_What is asked:_ Write out each line word for word. Drop pictures.

_Given information:_
-.-.-
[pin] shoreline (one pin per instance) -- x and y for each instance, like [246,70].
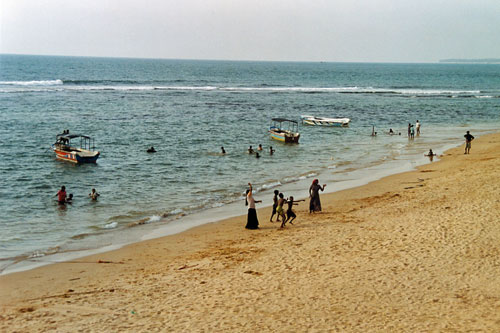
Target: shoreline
[180,224]
[416,251]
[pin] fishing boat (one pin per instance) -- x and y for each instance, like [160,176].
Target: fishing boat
[285,130]
[322,121]
[65,148]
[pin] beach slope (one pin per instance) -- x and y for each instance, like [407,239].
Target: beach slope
[418,251]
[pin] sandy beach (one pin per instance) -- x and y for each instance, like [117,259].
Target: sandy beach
[412,252]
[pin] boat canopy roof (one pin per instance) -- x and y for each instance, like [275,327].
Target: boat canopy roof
[281,120]
[72,136]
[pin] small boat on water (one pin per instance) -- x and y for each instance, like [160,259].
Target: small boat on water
[285,130]
[66,150]
[322,121]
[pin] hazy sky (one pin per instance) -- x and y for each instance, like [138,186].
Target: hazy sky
[296,30]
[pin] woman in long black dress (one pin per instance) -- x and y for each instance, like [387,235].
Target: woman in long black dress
[252,221]
[315,203]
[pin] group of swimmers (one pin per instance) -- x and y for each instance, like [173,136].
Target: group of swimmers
[62,198]
[251,151]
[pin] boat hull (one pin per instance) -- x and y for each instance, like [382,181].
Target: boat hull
[284,137]
[77,156]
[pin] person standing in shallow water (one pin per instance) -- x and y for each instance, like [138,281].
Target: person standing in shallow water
[61,195]
[315,202]
[252,221]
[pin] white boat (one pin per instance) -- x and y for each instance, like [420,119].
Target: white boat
[65,150]
[322,121]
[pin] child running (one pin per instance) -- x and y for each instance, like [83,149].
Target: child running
[279,209]
[275,204]
[290,213]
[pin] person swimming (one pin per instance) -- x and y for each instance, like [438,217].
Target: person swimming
[94,195]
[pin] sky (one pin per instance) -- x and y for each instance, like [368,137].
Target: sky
[274,30]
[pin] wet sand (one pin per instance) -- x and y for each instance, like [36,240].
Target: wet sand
[414,252]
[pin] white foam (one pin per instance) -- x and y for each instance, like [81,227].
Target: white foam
[111,225]
[154,218]
[32,83]
[271,185]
-.-.-
_Solution to this problem:_
[pin] shoreline (one pin per instance) -- x and y for each instance, like [246,70].
Target: shoreline
[180,224]
[416,251]
[pin] fishing boat (one pin per instance) -- x and y for each instance, like [160,176].
Target: fishing boat
[285,130]
[322,121]
[65,148]
[pin] beach slope (one pin per instance) -- x and y for each instance, like [407,239].
Target: beach slope
[418,251]
[pin] sandy beach (one pin per instance) -- x and y for each instance, like [117,259].
Target: sandy beach
[412,252]
[pin] boat canopy roof (one pin per instance) -- x and y for each instance, like [275,327].
Target: boat canopy roof
[281,120]
[72,136]
[pin] small boat on water (one pin per instance) -- x and y for each instance, like [160,259].
Target: small boat on water
[285,130]
[66,150]
[322,121]
[pin] hazy sky (one pin per instance) -- x and y for each instance, like [138,186].
Target: hazy sky
[296,30]
[pin] woman in long black dress (one pin per instance) -- x and y for each instance, like [387,235].
Target: woman in long black dress
[252,221]
[315,203]
[pin] group of swimmers (one pin per instance) -- x and y for each instance, like [173,136].
Target: group of swimmers
[62,198]
[251,151]
[pin] boat hull (one pin per instance) -- x and y for each instance, like [382,181].
Target: boat hull
[284,137]
[77,156]
[pin] person standing in shallow water (one pin per instance) -- x and y for each instance, like [138,281].
Target: person standing in shallow water
[61,195]
[315,202]
[252,221]
[pin] white boat (one pin per instance) -- x and y for each instance, like [420,119].
Target: white boat
[65,150]
[322,121]
[pin] child running (one pin per instance) -- x and y for each instance, like [83,149].
Target: child running
[279,209]
[275,204]
[290,213]
[pin] person swimming (one pin per instance) -- x and y for each instance, like [438,217].
Target: person swimming
[94,195]
[pin] sky (one pin per instance) -- x and y for each instance, like [368,137].
Target: sky
[274,30]
[pin] wet sand (one pin per instance) -- x and y for each instance, like [36,240].
Target: wet sand
[414,252]
[pin] white foam (one pin per instance) -- x and y for each instance, like [81,227].
Target: white foam
[111,225]
[154,218]
[32,83]
[271,185]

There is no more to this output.